» **Requirements**
Reproduce the listing below word for word, keeping every character, space, and line break the same.
Begin
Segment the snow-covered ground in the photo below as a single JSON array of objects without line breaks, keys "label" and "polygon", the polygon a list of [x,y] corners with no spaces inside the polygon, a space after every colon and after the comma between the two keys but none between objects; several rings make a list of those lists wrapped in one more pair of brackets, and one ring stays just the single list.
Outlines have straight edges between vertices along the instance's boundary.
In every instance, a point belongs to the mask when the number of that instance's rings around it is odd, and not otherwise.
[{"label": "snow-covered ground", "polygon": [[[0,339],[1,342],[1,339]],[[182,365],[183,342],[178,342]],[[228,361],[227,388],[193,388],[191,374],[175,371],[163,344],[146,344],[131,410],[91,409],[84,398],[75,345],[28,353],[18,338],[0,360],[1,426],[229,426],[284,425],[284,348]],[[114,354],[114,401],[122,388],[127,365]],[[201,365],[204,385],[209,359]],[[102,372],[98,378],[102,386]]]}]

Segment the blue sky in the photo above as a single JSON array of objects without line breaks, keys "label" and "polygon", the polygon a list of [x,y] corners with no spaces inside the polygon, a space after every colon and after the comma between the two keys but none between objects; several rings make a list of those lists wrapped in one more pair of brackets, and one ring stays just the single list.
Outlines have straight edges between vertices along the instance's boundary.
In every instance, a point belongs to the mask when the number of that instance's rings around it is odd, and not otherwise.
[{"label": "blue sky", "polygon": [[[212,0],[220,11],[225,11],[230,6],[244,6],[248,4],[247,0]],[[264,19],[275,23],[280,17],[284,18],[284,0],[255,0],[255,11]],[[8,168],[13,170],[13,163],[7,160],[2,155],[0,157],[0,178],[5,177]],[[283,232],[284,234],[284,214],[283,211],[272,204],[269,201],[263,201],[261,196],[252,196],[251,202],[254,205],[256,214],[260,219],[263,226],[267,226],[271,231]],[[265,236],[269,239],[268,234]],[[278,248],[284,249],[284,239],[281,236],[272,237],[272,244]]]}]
End
» **Exercise response**
Segment the snow-covered ground in the photo below as a single JSON array of objects without line breaks, keys "label" and "polygon", the polygon a list of [x,y] corners with no spaces inside the polygon, a space after every colon and after the comma between the two keys but none between objects; several rings make a list of those lists wrapped in one more pair of brackets, and one ring stays just the single list.
Outlines have straight edges between vertices along the instance's boundary.
In every instance, a point belongs to the mask when the number of that instance's rings around it is odd, and not otherwise.
[{"label": "snow-covered ground", "polygon": [[[0,339],[1,342],[1,339]],[[182,365],[183,342],[178,342]],[[228,361],[227,388],[193,388],[191,374],[175,371],[163,344],[146,344],[131,410],[91,409],[84,398],[75,345],[28,353],[18,338],[0,360],[1,426],[229,426],[284,425],[284,348]],[[114,354],[114,401],[122,388],[127,365]],[[201,365],[204,385],[209,359]],[[102,372],[98,378],[102,386]]]}]

Segment the blue sky in the photo above as a single JSON array of objects without line breaks, keys "label" and "polygon", the polygon a list of [x,y] corners with no spaces inside the polygon, a space after every colon and after the comma between the two keys but none between objects; several rings make a list of those lists wrapped in one more pair of brackets, and one ring stays just the single list.
Outlines have straight edges between vertices along the instance's boundary.
In every instance, a point belongs to the mask when the number of that instance's rings around it is odd, and not otherwise.
[{"label": "blue sky", "polygon": [[[212,0],[220,11],[225,11],[230,6],[244,6],[248,4],[247,0]],[[264,19],[275,23],[280,17],[284,18],[284,0],[255,0],[255,11]],[[8,168],[13,170],[13,163],[7,160],[2,155],[0,157],[0,178],[5,177]],[[283,232],[284,234],[284,214],[283,211],[272,204],[269,201],[263,201],[261,196],[252,196],[251,202],[254,205],[256,214],[260,219],[263,226],[267,226],[271,231]],[[265,236],[269,239],[268,234]],[[278,248],[284,249],[284,239],[281,236],[272,237],[272,244]]]}]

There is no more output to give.